Among the entries below, find every line that has "bamboo" and pull it out.

(Saved entries)
----

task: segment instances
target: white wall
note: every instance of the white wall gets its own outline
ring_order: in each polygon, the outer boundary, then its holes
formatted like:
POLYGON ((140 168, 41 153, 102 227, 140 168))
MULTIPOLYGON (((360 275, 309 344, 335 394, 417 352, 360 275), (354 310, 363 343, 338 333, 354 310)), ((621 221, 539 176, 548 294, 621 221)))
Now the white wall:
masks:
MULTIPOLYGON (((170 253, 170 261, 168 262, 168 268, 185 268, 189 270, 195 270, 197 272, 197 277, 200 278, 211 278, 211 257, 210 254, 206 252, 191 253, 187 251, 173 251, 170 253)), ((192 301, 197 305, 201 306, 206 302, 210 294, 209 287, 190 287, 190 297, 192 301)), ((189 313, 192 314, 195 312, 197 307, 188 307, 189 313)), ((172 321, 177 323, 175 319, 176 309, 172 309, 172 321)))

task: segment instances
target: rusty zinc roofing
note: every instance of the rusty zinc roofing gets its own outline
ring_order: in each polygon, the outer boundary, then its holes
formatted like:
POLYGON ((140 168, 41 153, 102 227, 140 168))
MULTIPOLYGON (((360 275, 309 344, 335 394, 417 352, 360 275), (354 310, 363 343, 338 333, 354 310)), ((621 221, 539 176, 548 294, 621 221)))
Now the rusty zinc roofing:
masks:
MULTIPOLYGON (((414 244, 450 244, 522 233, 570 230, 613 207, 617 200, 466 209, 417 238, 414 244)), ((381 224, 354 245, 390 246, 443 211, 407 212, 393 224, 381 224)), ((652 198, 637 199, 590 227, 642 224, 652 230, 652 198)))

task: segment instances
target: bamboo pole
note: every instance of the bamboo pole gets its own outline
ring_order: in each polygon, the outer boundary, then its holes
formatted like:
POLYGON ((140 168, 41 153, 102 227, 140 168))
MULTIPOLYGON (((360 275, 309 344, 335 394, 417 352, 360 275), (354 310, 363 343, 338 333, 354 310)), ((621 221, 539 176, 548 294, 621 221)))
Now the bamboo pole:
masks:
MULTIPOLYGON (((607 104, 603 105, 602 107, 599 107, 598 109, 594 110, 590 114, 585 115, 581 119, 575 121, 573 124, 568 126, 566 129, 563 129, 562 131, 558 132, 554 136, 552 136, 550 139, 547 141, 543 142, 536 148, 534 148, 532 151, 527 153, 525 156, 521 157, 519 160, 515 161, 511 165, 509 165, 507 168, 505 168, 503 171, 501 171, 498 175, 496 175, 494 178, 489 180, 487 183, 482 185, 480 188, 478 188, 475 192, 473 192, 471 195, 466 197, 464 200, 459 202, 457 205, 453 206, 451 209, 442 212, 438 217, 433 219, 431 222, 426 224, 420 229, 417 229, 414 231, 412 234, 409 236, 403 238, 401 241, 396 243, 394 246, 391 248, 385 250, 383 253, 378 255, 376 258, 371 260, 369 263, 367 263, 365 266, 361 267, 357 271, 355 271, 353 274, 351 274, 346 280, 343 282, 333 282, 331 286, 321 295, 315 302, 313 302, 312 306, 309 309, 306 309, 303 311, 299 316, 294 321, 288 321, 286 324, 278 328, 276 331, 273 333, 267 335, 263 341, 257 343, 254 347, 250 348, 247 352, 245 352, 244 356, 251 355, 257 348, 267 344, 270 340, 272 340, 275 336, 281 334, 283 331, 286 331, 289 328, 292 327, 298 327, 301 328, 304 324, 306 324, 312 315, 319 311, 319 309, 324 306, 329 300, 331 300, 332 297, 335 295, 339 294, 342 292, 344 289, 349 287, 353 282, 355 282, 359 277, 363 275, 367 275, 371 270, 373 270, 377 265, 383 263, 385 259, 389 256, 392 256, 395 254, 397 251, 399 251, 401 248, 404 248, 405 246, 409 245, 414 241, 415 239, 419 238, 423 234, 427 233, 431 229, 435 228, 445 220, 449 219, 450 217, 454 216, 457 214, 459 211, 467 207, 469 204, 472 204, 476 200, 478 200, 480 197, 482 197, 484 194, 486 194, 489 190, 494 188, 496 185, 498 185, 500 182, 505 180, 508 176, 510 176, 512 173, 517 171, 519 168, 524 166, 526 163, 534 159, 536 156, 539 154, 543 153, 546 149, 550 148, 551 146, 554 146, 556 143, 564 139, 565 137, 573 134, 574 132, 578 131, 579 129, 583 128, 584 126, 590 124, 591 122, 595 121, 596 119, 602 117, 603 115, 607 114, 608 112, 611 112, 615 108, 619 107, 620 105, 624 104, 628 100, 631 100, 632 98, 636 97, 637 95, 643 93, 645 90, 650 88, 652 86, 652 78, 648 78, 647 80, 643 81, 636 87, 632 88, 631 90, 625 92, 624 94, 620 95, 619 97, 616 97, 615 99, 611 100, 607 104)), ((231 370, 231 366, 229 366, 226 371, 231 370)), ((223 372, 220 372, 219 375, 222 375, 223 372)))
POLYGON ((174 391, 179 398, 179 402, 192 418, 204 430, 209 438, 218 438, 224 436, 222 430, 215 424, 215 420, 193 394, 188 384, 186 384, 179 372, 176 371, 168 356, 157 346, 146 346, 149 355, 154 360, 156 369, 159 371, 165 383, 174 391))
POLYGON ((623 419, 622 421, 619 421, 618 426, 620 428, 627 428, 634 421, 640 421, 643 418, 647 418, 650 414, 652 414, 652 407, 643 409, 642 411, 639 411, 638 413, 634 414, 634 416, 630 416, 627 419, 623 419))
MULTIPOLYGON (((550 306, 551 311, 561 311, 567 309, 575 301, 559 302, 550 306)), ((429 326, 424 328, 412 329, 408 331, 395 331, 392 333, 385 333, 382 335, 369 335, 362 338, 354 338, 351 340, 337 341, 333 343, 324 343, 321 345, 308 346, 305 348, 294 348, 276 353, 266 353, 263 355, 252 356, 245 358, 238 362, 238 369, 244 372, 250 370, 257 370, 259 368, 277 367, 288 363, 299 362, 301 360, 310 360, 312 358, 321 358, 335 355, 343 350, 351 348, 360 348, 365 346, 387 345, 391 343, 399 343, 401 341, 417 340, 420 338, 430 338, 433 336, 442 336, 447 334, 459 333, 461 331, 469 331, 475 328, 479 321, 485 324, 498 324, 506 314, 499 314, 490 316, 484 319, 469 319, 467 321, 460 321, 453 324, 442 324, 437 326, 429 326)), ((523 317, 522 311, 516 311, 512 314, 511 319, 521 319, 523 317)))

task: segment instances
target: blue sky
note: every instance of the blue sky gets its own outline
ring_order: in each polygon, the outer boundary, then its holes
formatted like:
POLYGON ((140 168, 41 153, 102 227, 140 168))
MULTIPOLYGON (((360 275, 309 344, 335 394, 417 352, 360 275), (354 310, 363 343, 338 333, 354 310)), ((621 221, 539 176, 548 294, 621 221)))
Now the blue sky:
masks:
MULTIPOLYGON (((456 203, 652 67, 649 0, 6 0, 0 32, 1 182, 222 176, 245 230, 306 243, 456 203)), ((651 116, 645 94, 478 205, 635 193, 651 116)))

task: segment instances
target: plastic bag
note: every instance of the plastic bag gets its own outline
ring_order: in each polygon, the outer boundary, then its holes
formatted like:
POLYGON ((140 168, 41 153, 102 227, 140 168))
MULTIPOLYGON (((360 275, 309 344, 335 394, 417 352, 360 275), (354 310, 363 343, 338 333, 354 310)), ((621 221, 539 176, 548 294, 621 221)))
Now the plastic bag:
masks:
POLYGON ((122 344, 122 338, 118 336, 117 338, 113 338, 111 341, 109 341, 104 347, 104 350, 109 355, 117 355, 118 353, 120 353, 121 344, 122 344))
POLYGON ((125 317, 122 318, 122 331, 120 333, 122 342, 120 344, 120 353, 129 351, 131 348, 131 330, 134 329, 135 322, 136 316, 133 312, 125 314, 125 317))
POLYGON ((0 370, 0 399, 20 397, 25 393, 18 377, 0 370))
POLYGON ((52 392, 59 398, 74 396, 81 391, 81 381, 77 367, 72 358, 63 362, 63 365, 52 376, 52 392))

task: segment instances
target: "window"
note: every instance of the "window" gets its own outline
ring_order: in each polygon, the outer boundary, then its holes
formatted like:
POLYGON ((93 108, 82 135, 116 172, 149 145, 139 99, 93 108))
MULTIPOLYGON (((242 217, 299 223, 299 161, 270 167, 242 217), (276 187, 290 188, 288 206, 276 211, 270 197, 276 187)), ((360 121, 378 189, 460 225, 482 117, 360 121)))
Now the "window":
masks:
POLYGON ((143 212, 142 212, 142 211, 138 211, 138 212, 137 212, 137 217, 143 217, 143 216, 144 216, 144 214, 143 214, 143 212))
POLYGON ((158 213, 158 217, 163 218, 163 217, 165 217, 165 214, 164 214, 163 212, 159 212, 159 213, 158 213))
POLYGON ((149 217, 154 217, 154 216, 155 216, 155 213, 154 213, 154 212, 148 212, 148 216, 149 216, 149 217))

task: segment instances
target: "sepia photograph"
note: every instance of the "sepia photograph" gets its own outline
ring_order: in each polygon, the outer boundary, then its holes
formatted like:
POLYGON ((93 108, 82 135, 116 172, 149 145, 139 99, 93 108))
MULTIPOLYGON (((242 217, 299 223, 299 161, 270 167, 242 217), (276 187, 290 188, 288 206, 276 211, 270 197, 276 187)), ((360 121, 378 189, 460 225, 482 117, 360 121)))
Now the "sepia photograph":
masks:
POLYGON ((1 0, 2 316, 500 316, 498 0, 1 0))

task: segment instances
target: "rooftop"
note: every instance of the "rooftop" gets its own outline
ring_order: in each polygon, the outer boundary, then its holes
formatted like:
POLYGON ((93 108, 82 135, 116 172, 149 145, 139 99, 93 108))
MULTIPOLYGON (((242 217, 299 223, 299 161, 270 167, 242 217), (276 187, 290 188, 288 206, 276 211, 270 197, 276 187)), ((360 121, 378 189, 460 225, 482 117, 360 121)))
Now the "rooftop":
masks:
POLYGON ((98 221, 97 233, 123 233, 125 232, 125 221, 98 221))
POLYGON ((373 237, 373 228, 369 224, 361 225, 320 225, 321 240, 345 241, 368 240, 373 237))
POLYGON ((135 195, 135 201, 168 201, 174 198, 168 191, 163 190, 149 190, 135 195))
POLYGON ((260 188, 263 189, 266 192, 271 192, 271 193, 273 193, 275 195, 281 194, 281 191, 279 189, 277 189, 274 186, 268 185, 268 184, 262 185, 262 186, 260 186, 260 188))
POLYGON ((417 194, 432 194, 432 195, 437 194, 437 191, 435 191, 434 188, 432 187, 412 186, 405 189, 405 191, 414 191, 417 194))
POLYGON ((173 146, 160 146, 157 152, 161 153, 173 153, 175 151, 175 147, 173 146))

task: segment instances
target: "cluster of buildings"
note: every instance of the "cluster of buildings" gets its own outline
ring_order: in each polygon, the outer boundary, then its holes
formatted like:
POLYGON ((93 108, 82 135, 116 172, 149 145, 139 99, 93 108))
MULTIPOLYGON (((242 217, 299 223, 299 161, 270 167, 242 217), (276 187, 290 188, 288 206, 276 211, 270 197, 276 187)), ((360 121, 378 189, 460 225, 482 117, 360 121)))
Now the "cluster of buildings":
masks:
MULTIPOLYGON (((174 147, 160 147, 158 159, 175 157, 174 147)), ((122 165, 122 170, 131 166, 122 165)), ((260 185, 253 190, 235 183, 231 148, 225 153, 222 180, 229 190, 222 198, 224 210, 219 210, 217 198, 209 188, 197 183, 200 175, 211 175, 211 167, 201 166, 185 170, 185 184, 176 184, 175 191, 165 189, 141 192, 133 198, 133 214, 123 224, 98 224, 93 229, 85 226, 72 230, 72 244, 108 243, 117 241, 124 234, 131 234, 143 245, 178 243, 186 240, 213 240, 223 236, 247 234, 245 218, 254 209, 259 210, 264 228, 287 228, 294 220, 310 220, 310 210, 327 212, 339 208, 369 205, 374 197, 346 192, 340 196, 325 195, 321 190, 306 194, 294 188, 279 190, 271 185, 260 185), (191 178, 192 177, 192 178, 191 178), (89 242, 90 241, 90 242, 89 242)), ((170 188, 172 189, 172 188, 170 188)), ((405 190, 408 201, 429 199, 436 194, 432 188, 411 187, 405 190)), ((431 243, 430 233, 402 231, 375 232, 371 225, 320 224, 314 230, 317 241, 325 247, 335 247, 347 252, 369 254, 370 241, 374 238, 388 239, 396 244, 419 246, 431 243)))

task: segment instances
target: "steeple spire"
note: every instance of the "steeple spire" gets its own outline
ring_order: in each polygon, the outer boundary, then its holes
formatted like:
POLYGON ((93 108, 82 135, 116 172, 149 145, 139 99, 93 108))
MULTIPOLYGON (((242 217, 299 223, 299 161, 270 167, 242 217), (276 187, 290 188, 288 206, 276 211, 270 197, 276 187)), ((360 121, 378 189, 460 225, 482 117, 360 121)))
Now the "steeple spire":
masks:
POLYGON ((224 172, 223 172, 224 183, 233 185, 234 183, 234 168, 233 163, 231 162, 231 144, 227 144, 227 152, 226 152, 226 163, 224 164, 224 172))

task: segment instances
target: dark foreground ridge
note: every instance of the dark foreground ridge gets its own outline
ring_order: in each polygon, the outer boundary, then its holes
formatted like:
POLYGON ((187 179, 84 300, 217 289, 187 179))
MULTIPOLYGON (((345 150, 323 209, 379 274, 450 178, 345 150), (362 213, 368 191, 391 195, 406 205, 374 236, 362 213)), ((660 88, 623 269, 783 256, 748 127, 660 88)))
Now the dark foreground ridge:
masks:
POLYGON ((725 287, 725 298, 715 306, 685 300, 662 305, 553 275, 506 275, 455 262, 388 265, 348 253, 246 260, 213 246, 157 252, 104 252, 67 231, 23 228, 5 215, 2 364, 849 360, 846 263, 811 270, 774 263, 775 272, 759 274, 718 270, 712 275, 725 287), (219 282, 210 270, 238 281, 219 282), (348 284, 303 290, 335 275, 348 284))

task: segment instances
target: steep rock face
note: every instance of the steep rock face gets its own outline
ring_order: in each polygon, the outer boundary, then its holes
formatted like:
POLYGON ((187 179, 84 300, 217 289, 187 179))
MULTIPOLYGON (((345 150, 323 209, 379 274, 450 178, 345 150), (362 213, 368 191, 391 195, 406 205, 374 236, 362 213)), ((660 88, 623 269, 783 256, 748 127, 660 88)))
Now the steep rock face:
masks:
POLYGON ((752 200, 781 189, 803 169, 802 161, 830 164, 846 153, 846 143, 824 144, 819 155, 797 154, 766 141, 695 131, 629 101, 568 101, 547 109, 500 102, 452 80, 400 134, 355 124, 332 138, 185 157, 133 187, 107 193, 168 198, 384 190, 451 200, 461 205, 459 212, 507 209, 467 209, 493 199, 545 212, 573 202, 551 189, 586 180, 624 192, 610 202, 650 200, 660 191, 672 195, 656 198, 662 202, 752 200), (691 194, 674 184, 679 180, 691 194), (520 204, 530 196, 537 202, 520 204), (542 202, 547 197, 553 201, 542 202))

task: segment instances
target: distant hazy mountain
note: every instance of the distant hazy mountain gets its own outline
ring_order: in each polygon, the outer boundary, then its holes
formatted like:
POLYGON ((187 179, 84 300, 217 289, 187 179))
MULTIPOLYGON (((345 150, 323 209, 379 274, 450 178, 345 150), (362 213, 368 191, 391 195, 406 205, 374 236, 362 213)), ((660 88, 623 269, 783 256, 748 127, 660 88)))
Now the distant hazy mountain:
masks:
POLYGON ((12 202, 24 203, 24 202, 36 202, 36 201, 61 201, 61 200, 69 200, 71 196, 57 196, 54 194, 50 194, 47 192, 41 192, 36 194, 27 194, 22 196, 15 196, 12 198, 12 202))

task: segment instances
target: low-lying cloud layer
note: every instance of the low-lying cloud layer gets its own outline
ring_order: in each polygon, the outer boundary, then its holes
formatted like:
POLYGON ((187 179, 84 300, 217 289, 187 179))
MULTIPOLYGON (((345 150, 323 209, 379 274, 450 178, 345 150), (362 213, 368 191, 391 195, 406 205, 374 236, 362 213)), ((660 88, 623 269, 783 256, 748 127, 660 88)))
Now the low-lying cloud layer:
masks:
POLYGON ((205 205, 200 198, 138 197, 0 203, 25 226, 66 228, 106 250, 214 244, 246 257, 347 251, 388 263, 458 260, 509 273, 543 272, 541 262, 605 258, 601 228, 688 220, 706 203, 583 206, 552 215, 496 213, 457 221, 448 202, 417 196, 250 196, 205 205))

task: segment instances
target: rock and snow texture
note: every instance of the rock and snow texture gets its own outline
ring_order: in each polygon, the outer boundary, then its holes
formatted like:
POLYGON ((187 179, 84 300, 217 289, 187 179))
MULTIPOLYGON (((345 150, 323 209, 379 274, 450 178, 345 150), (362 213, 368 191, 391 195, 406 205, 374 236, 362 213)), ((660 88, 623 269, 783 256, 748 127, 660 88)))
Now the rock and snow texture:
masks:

----

* **Expected answer**
target: bamboo pole
note: every instance of the bamboo pole gets its own outline
Now the bamboo pole:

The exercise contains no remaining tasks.